Task goal: Read the entries that follow and give each one again precisely.

Exercise inputs:
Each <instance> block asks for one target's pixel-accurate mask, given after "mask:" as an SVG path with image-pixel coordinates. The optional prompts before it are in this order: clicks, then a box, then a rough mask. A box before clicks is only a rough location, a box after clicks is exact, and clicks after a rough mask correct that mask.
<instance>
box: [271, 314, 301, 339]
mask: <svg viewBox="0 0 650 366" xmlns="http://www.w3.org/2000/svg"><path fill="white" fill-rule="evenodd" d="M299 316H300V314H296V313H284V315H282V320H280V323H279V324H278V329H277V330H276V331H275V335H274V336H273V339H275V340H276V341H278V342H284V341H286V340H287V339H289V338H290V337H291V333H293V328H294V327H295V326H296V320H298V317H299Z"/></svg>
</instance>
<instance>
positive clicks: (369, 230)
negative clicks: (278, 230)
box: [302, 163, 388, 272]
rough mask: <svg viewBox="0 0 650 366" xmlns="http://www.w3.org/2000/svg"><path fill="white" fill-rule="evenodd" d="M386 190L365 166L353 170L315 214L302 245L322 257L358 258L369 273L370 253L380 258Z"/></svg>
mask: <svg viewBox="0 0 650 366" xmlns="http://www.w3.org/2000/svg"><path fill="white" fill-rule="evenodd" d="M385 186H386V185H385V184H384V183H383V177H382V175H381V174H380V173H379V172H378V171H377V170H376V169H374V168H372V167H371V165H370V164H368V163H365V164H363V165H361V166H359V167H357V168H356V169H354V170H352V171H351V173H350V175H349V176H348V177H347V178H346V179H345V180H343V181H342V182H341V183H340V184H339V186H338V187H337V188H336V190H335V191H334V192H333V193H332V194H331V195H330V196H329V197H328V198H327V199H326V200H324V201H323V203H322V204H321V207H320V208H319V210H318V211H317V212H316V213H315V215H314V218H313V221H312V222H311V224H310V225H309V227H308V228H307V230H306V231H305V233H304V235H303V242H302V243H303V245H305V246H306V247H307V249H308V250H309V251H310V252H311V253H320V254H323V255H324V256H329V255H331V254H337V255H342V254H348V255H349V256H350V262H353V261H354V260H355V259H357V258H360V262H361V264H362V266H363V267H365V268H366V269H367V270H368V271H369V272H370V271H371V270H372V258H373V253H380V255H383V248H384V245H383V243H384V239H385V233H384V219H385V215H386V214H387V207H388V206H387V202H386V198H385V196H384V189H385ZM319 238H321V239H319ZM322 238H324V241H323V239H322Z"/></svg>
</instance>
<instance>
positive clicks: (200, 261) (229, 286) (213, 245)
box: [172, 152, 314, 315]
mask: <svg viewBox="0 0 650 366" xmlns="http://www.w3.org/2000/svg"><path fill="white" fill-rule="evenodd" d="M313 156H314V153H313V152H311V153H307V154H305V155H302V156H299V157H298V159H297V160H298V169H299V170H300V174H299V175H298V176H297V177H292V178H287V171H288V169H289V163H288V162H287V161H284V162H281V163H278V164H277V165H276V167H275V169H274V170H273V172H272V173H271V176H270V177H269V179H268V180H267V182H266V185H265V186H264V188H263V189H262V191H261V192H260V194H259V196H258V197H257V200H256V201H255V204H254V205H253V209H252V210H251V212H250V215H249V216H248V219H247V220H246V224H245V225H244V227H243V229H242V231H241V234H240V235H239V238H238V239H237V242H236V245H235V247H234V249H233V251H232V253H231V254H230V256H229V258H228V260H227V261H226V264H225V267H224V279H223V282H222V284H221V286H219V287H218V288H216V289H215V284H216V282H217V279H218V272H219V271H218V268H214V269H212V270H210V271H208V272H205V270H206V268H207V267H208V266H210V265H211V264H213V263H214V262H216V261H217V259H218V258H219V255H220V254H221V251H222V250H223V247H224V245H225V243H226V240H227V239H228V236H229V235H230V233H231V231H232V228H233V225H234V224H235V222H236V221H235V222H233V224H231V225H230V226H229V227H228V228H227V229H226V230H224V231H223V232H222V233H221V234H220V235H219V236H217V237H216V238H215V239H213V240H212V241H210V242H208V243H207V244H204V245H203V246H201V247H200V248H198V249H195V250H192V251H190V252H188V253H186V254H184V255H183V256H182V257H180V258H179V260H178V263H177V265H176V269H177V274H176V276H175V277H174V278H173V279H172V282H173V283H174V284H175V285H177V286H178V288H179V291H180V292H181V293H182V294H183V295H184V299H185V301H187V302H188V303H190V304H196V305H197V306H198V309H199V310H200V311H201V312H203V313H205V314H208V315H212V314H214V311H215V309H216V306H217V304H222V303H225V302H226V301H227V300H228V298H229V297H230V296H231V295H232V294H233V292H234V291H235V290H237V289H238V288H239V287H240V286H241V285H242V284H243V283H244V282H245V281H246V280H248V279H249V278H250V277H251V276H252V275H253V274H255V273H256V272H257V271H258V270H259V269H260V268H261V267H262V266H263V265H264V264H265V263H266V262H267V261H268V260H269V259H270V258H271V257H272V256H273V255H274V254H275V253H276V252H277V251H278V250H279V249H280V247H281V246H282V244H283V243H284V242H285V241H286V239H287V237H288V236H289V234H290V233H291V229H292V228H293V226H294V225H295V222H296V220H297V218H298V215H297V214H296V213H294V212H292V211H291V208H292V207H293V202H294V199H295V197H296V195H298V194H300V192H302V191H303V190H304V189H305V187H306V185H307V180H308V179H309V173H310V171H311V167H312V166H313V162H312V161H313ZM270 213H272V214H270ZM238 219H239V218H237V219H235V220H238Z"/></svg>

Solved problem:
Each <instance> block asks for one target's pixel-accurate mask, given after "mask:" as an SVG path with image-pixel coordinates. The optional prompts before it are in this order: clicks, then a box, then a rough mask. A box before clicks is only a rough location, a box after clicks is exact, and clicks after a rough mask correct that mask.
<instance>
box: [271, 314, 301, 339]
mask: <svg viewBox="0 0 650 366" xmlns="http://www.w3.org/2000/svg"><path fill="white" fill-rule="evenodd" d="M299 316H300V314H296V313H284V315H282V320H280V323H279V324H278V329H277V330H276V331H275V335H274V336H273V339H275V340H276V341H278V342H284V341H286V340H287V339H289V338H290V337H291V333H293V328H294V327H295V326H296V320H298V317H299Z"/></svg>
</instance>
<instance>
positive clicks: (369, 230)
negative clicks: (278, 230)
box: [302, 163, 388, 272]
rough mask: <svg viewBox="0 0 650 366" xmlns="http://www.w3.org/2000/svg"><path fill="white" fill-rule="evenodd" d="M386 190L365 166L353 170L315 214L302 245L322 257L358 258L369 273L370 253L380 258Z"/></svg>
mask: <svg viewBox="0 0 650 366" xmlns="http://www.w3.org/2000/svg"><path fill="white" fill-rule="evenodd" d="M385 186H386V185H385V184H384V183H383V177H382V175H381V174H380V173H379V172H378V171H377V170H376V169H374V168H372V167H371V165H370V164H368V163H365V164H363V165H361V166H359V167H357V168H356V169H354V170H352V171H351V173H350V175H349V176H348V177H347V178H346V179H345V180H343V181H342V182H341V183H340V184H339V186H338V187H337V188H336V190H335V191H334V192H333V193H332V194H331V195H330V196H329V197H328V198H327V199H326V200H324V201H323V203H322V204H321V207H320V208H319V210H318V211H317V212H316V213H315V215H314V218H313V221H312V222H311V224H310V225H309V227H308V228H307V230H306V231H305V233H304V235H303V242H302V243H303V245H305V246H306V247H307V249H308V250H309V251H310V252H311V253H320V254H323V255H324V256H329V255H331V254H337V255H342V254H348V255H349V256H350V262H353V261H354V260H355V259H357V258H360V262H361V264H362V266H363V267H365V268H366V269H367V270H368V271H369V272H370V271H371V270H372V258H373V253H380V255H383V248H384V245H383V243H384V239H385V233H384V219H385V215H386V214H387V207H388V206H387V202H386V198H385V196H384V189H385ZM319 238H321V239H319ZM322 238H324V241H323V239H322Z"/></svg>
</instance>
<instance>
positive clicks: (200, 261) (229, 286) (213, 245)
box: [172, 152, 314, 315]
mask: <svg viewBox="0 0 650 366" xmlns="http://www.w3.org/2000/svg"><path fill="white" fill-rule="evenodd" d="M313 156H314V153H313V152H311V153H307V154H305V155H302V156H299V157H298V159H297V160H298V169H299V170H300V174H299V175H298V176H297V177H292V178H287V171H288V169H289V163H288V162H287V161H284V162H281V163H278V164H277V165H276V167H275V169H274V170H273V172H272V173H271V176H270V177H269V179H268V180H267V182H266V185H265V186H264V188H263V189H262V191H261V192H260V194H259V196H258V197H257V200H256V201H255V204H254V205H253V209H252V210H251V212H250V215H249V216H248V219H247V220H246V224H245V225H244V227H243V229H242V231H241V234H240V235H239V238H238V239H237V242H236V245H235V247H234V249H233V251H232V253H231V254H230V256H229V258H228V260H227V261H226V264H225V267H224V279H223V282H222V284H221V286H219V287H218V288H216V289H215V284H216V282H217V279H218V272H219V271H218V268H214V269H212V270H210V271H208V272H205V270H206V268H207V267H208V266H210V265H211V264H213V263H214V262H216V261H217V259H218V258H219V255H220V254H221V251H222V250H223V247H224V245H225V243H226V240H227V239H228V236H229V235H230V233H231V231H232V228H233V225H234V224H235V222H236V221H235V222H233V224H231V225H230V226H229V227H228V228H227V229H226V230H224V231H223V232H222V233H221V234H220V235H219V236H217V237H216V238H215V239H213V240H212V241H210V242H208V243H207V244H204V245H203V246H201V247H200V248H198V249H195V250H192V251H190V252H188V253H186V254H184V255H183V256H182V257H180V258H179V260H178V263H177V265H176V269H177V274H176V276H175V277H174V278H173V279H172V282H173V283H174V284H175V285H177V286H178V288H179V291H180V292H181V293H182V294H183V295H184V299H185V301H187V302H188V303H190V304H196V305H197V306H198V309H199V310H200V311H201V312H203V313H205V314H208V315H212V314H214V311H215V309H216V306H217V304H222V303H225V302H226V301H227V300H228V298H229V297H230V296H231V295H232V294H233V292H234V291H235V290H237V289H238V288H239V287H240V286H241V285H242V284H243V283H244V282H245V281H246V280H248V279H249V278H250V277H251V276H252V275H253V274H255V273H256V272H257V271H258V270H259V269H260V268H261V267H262V266H263V265H264V264H265V263H266V262H267V261H268V260H269V259H270V258H271V257H272V256H273V255H274V254H275V253H276V252H277V251H278V250H279V249H280V247H281V246H282V244H283V243H284V242H285V241H286V239H287V237H288V236H289V234H290V233H291V229H292V228H293V226H294V225H295V222H296V220H297V218H298V215H297V214H296V213H294V212H292V211H291V208H292V207H293V202H294V199H295V197H296V195H298V194H300V192H302V191H303V190H304V189H305V187H306V185H307V180H308V179H309V173H310V171H311V167H312V166H313V162H312V161H313ZM270 213H272V214H270ZM238 219H239V218H237V219H235V220H238Z"/></svg>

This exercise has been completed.